● The exercise
Put the lines of the items below, from the first one through the line containing "Query: cardboard box", into a JSON list of strings with one string per line. Leave out any blank lines.

_____

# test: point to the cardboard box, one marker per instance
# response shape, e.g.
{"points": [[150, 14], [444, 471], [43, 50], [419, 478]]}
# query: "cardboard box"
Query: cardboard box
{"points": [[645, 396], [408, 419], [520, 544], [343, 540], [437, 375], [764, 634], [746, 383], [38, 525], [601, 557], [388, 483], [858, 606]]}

_____

● Written answer
[
  "# test: point to the cardboard box, one marker per instance",
  "# response shape, e.g.",
  "{\"points\": [[150, 14], [444, 471], [43, 50], [419, 478]]}",
  "# query: \"cardboard box\"",
  "Query: cardboard box"
]